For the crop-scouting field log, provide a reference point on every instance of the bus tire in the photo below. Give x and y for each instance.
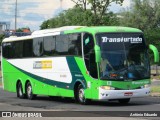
(29, 91)
(20, 92)
(81, 95)
(124, 101)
_ _ _ _
Stated task —
Present the lines of the items above as a numbered list, skipping any blank lines. Leave the pictures out.

Output for this exercise —
1. For the crop-scouting field log, provide a reference point on every instance of the bus tire in the photo below. Give x and y for each instance.
2. (29, 91)
3. (20, 92)
4. (81, 95)
5. (124, 101)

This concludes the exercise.